Please print every record below exactly as it appears.

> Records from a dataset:
○ ○ ○ ○

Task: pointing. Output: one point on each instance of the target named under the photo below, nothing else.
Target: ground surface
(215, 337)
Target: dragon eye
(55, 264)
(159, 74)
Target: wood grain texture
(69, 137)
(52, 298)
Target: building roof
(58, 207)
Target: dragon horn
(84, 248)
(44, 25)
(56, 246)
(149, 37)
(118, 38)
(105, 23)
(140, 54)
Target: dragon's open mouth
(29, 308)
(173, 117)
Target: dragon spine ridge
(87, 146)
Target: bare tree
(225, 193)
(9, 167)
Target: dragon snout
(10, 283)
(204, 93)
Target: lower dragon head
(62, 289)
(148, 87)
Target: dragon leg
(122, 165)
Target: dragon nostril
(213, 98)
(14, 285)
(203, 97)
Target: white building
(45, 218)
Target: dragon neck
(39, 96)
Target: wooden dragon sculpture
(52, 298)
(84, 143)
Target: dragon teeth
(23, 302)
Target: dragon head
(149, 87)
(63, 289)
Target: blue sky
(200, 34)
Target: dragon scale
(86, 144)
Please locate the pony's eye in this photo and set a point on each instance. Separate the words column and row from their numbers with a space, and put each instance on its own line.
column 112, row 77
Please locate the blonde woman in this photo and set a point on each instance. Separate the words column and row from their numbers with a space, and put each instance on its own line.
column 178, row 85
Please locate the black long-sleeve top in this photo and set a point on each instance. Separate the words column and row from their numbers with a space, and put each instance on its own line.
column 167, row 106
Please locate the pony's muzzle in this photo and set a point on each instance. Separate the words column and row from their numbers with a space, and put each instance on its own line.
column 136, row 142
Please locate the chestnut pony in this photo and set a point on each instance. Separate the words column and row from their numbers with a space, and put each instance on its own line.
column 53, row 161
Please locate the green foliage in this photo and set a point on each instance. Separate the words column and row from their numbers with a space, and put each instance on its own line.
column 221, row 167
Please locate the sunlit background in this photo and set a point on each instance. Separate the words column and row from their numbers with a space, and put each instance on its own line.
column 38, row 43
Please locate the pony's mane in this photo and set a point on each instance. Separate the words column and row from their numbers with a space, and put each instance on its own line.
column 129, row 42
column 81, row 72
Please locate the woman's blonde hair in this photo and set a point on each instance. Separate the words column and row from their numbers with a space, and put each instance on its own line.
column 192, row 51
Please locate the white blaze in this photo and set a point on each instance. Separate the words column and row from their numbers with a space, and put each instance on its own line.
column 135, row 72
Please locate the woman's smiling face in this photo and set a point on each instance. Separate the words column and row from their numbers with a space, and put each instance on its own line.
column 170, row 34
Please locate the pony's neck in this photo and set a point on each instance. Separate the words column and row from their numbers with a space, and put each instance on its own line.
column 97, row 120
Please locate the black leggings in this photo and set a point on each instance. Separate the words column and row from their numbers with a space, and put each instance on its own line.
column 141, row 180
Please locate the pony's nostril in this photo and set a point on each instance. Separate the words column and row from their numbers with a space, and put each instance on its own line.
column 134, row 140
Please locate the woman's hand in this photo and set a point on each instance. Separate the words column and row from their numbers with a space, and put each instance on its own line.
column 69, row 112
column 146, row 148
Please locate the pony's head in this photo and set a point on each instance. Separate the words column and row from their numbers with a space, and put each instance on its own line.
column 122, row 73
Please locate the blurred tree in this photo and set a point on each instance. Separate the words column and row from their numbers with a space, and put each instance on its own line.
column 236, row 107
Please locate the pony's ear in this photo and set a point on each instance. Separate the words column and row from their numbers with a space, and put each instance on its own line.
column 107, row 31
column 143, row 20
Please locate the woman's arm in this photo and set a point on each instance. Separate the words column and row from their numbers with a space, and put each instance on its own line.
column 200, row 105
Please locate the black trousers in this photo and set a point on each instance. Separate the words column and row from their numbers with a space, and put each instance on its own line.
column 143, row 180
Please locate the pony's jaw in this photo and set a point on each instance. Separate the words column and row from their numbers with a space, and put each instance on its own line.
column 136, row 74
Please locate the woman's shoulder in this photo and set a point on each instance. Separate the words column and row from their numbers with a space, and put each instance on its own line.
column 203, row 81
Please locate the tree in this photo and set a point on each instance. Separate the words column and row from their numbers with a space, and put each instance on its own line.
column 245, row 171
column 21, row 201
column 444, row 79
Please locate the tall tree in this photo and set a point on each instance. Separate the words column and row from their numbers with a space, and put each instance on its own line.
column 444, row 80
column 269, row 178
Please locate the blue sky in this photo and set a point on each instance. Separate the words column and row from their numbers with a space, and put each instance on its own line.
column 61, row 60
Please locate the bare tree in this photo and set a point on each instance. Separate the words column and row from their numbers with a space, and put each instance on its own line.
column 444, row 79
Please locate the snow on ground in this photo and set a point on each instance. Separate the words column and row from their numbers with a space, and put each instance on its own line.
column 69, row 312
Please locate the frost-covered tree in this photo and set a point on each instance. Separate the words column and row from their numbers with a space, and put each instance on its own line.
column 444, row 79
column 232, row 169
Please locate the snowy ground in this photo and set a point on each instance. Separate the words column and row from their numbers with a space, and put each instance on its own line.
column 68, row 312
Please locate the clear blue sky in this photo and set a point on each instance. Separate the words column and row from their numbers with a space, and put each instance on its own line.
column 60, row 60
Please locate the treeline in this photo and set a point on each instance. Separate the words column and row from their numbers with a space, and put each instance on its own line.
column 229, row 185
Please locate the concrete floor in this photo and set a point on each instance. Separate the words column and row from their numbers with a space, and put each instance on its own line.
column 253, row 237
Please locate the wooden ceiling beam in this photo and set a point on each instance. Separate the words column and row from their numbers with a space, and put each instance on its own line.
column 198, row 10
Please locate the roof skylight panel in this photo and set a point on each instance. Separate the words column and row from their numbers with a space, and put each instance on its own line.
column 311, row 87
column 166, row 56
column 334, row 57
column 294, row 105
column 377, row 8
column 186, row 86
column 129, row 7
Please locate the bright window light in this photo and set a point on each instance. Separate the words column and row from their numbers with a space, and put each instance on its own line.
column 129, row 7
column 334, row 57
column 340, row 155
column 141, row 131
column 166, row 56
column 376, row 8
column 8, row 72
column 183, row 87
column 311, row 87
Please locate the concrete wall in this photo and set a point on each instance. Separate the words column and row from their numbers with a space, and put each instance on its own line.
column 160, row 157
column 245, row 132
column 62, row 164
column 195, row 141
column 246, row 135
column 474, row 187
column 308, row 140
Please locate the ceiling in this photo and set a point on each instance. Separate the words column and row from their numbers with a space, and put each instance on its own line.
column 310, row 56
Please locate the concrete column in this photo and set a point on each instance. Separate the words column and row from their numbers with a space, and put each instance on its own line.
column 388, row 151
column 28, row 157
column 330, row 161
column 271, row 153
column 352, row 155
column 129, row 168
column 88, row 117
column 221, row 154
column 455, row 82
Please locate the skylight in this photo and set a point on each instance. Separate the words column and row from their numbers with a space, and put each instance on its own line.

○ ○ ○ ○

> Exercise result:
Task: pointing. Output: one point on each instance of the target named under the photo below, nothing else.
Target: ground surface
(215, 337)
Target: dragon eye
(55, 264)
(159, 74)
Target: wood grain texture
(69, 137)
(52, 298)
Target: building roof
(58, 207)
Target: dragon horn
(84, 248)
(44, 25)
(56, 246)
(149, 37)
(118, 38)
(105, 23)
(140, 54)
Target: dragon's open mouth
(29, 308)
(173, 117)
Target: dragon spine ridge
(87, 146)
Target: bare tree
(225, 193)
(9, 167)
Target: dragon snout
(10, 283)
(204, 93)
Target: lower dragon head
(62, 289)
(148, 87)
Target: dragon leg
(122, 165)
Target: dragon nostril
(213, 98)
(14, 285)
(203, 97)
Target: white building
(45, 218)
Target: dragon neck
(39, 96)
Target: wooden dragon sculpture
(52, 298)
(84, 143)
Target: dragon teeth
(23, 302)
Target: dragon head
(149, 87)
(63, 289)
Target: blue sky
(200, 34)
Target: dragon scale
(86, 144)
Please locate the pony's eye in this photo and set a point on each instance. Separate the words column and row from their numbers with a space, and put each instance on its own line.
column 112, row 77
Please locate the blonde woman in this photo and set a point on each instance. Separate the words column and row from their numbers with a space, and put each instance on its own line.
column 178, row 85
Please locate the black long-sleeve top in this photo and set a point on each instance. Separate the words column and row from their numbers with a space, and put each instance on its own line.
column 167, row 106
Please locate the pony's muzzle in this photo and set a point on each instance. Separate the words column and row from their numbers with a space, and put each instance on its own line.
column 136, row 142
Please locate the chestnut pony in this photo and set a point on each instance. Separate the words column and row from their numbers with a space, and put each instance on its own line.
column 53, row 161
Please locate the green foliage in this photo and set a point on each instance. Separate the words column and row from their numbers with a space, and put each instance on its own line.
column 221, row 167
Please locate the sunlit background in this photo and set a point on each instance. Separate the words column and row from their numbers with a space, and put each instance on its own line.
column 38, row 43
Please locate the pony's mane in this photo and set a point on each instance. Separate the words column and row from their numbers with a space, and put each instance on its own line.
column 129, row 42
column 81, row 72
Please locate the woman's blonde hair in this photo and set a point on each instance. Separate the words column and row from their numbers with a space, and put each instance on its own line.
column 192, row 51
Please locate the white blaze in this photo and set a point on each instance. Separate the words column and row from their numbers with a space, and put each instance on its own line.
column 135, row 72
Please locate the woman's smiling face in this photo and set a point on each instance. Separate the words column and row from their numbers with a space, and put each instance on its own line.
column 170, row 34
Please locate the pony's neck in this photo and set a point on each instance. Separate the words column and row from their numbers with a space, and put each instance on its own line.
column 97, row 120
Please locate the black leggings in this photo and set a point on each instance. Separate the words column and row from their numbers with a space, and put each instance on its own line.
column 141, row 180
Please locate the pony's nostril in this photo and set a point on each instance. Separate the words column and row from their numbers with a space, and put each instance on its own line.
column 134, row 140
Please locate the woman's hand in this photo and set a point on each instance. Separate the words column and row from their numbers with a space, and put each instance on its own line.
column 69, row 112
column 146, row 148
Please locate the pony's head in this photo and set a point on each instance. Separate the words column and row from their numbers with a space, and put each instance on its own line.
column 122, row 73
Please locate the blurred tree in this photo and set a point on each instance. Separate the words column and row from their numbers with a space, and put each instance on its own line.
column 236, row 107
Please locate the pony's ear in this photo and set a point on each instance. Separate the words column and row from their numbers with a space, and put each instance on its own line.
column 107, row 31
column 143, row 20
Please locate the woman's arm in this photo and set a point on each instance. Separate the words column and row from their numbers with a space, and put each instance on its own line.
column 200, row 105
Please locate the black trousers in this photo and set a point on each instance. Separate the words column and row from their numbers with a space, and put each instance on its own line.
column 143, row 180
Please locate the pony's jaw in this photo and set a point on each instance. Separate the words column and row from their numbers with a space, and put each instance on its own line.
column 136, row 74
Please locate the woman's shoulder in this photo and set a point on each instance. Separate the words column and row from their numbers with a space, and put each instance on its own line.
column 203, row 81
Please locate the tree in this photo and set a point on each instance. Separate the words column and row from their numbers with a space, and put each instance on its own line.
column 245, row 171
column 21, row 201
column 444, row 79
Please locate the tall tree in this photo and set a point on each instance. Separate the words column and row from their numbers with a space, and put each instance on its own line.
column 444, row 80
column 269, row 178
Please locate the blue sky in this photo and set a point on each instance. Separate the words column and row from their numbers with a space, and put each instance on its own line.
column 61, row 60
Please locate the bare tree in this photo and set a point on each instance. Separate the words column and row from their numbers with a space, and put each instance on its own line.
column 444, row 79
Please locate the snow on ground in this photo and set a point on each instance. Separate the words column and row from their numbers with a space, and put each instance on its own line.
column 69, row 312
Please locate the frost-covered tree in this photo and set a point on each instance. Separate the words column and row from their numbers with a space, and put each instance on its own line.
column 444, row 79
column 232, row 169
Please locate the snowy ground in this photo and set a point on each instance. Separate the words column and row from their numbers with a space, and put each instance on its own line.
column 68, row 312
Please locate the clear blue sky in this photo and set a point on each instance. Separate the words column and row from their numbers with a space, and put each instance on its own line.
column 60, row 60
Please locate the treeline in this photo and set a point on each instance. Separate the words column and row from their numbers with a space, and put each instance on its own line.
column 229, row 185
Please locate the concrete floor in this photo and set a point on each instance. Separate the words column and row from their numbers with a space, and put each instance on its own line.
column 253, row 237
Please locate the wooden ceiling beam in this photo and set a point on each instance. Separate the words column and row from their numbers with a space, and put each instance on its own line.
column 198, row 10
Please locate the roof skylight panel in this photo and set a point on each instance. Separate the words column and row from their numbers with a space, and put each instance on its own line.
column 311, row 87
column 166, row 56
column 334, row 57
column 294, row 105
column 377, row 8
column 186, row 86
column 129, row 7
Please locate the bright window light in this photo and set a point on each instance. Separate the words column and row from their numbers with a space, and put each instance on its own line.
column 129, row 7
column 334, row 57
column 340, row 155
column 141, row 131
column 166, row 56
column 376, row 8
column 8, row 72
column 183, row 87
column 311, row 87
Please locate the concrete wall in this photo and set a point on each instance. Separate the words column and row from their numbers with a space, and put each instance on its own line.
column 160, row 157
column 245, row 132
column 62, row 164
column 195, row 141
column 246, row 135
column 474, row 187
column 308, row 140
Please locate the ceiling in this photo and set a point on each instance. Separate the words column and row from their numbers with a space, and put each instance on its own line.
column 310, row 56
Please locate the concrete column in this photo and set a point on each instance. Separate the words column and row from their numbers with a space, and put each instance on its own line.
column 388, row 151
column 28, row 157
column 330, row 161
column 271, row 153
column 352, row 155
column 129, row 168
column 88, row 117
column 221, row 154
column 455, row 82
Please locate the skylight in this photo and set a point on each instance. Separate the words column and row from their numbers with a space, and put each instance on its own line.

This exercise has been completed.